* **Challenge 1**
According to the article on the Obama–Romney foreign policy debate, who issued the White House statement denying that the United States and Iran had agreed to one-on-one talks?
* **Challenge 2**
Continue the article on the Obama–Romney foreign policy debate from the point where it stops.

* **Source text**
● ● ●
Obama, Romney brace for foreign policy debate clash
* Obama assembles his team at Camp
David, the remote presidential retreat
* Romney huddles with top strategists
at a sunny beach-side resort in Florida
Barack Obama and Mitt Romney are spending the weekend hammering out
their foreign policy battle lines ahead of their final debate, dropping
off the campaign trail and dispatching their running mates to court
voters in battleground states. The debate, which focuses on
international affairs, will be the final chance for each to lay out his
policy platforms and engage in verbal jousting in front of tens of
millions of TV viewers just 15 days before voters head to the polls.
With both sides conceding that the race to November 6 will go down to
the wire, and amid a consensus that each candidate won one of the
previous two debates, the stakes for Monday’s clash are enormous. And
just as they study up on the particulars of US policy about the Middle
East, China and Russia, the New York Times reported a possible
breakthrough on talks with Iran -- a report quickly squelched by the
White House.
Citing unnamed administration officials, the Times reported that
Iranian officials had agreed to direct US-Iran talks over Tehran's
nuclear program, after years of secret talks between the two sides.
The Iranians insisted that such negotiations wait until after the US
election, when they will know who the next president will be, the report
said.
The White House swiftly denied any deal had been reached, saying it
was still working on a “diplomatic solution.” “It's not true that the
United States and Iran have agreed to one-on-one talks or any meeting
after the American elections,” National Security Council spokesman Tommy
Vietor said in a statement. The Times story broke just as the two US
candidates were hunkered down for debate prep.
● ● ●
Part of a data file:
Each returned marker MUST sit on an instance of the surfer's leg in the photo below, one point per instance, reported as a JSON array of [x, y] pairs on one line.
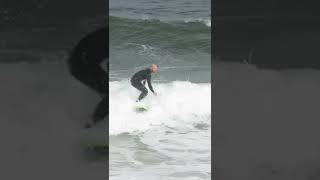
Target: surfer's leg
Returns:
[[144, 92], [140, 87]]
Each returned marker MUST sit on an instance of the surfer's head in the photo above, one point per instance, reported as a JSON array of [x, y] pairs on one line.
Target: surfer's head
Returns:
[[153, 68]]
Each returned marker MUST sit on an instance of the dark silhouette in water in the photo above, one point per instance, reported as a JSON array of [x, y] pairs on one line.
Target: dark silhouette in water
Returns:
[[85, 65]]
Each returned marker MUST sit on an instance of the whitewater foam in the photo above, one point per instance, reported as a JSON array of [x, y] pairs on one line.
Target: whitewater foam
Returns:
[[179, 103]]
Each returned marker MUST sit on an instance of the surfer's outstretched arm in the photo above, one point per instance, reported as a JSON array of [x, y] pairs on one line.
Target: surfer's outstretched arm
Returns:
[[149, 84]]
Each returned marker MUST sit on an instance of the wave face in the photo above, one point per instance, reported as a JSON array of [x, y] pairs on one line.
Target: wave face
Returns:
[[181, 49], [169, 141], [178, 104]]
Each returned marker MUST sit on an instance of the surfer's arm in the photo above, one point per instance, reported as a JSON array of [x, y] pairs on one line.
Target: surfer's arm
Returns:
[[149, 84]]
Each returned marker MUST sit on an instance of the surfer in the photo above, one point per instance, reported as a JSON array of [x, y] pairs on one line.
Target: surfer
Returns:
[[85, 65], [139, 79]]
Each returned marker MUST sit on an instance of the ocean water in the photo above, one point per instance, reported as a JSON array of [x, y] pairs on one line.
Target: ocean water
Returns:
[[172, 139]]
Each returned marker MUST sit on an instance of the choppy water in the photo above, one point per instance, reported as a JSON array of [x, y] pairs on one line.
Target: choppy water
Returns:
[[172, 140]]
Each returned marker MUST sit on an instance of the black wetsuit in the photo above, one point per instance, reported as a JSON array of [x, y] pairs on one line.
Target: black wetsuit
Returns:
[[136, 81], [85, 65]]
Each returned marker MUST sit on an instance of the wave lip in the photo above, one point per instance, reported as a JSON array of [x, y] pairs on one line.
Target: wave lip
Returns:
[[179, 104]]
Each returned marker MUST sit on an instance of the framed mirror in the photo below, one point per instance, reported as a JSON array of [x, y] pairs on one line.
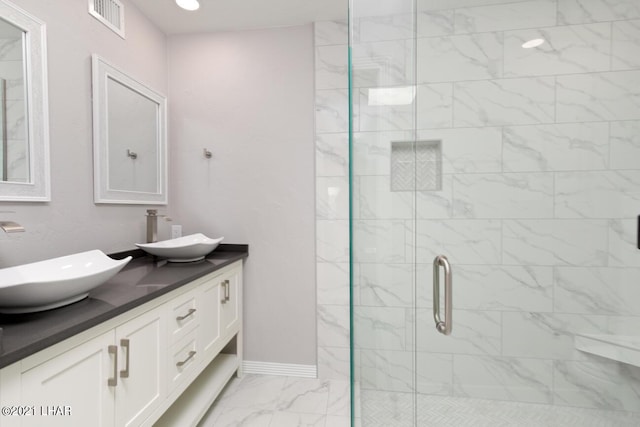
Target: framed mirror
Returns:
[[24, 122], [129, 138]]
● ● ●
* **Task response 1**
National Security Council spokesman Tommy Vietor.

* **Task response 2**
Obama was gathering his team at Camp David, the remote presidential
retreat in Maryland's Catoctin Mountains, while Romney opted for a bit
of sun, heading to a beach-side resort in debate site Boca Raton,
Florida, where he is huddling with top strategists.
The challenger also took the opportunity to hit up wealthy donors one
last time. Romney attended his final fundraising event of the campaign
Saturday in Palm Beach, an aide said. Obama attended his final
fundraiser earlier this month.
With the candidates off the trail, it was up to their deputies to
sway voters.
Vice President Joe Biden was in Orlando, Florida, where he ducked
into a campaign field office to energize volunteers before heading to an
event in St. Augustine.
“We wanted to come to the epicenter of the epicenter,” Biden said,
mindful that the Orlando-Tampa corridor is the most vital region of the
largest swing state of all.
“You guys produce, we win Florida,” Biden said. “We win Florida, this
is all history, man.” The Republican ticket is placing a similar premium
on the Sunshine State.Romney and running mate Paul Ryan shared the stage
Friday at a rally in Daytona Beach.
Then Ryan went on a multi-state tour Saturday, from key battleground
Florida to Pennsylvania, a state that had been seen as a sure bet for
Obama but where Romney has made recent inroads, then Ohio and finally on
to Nebraska.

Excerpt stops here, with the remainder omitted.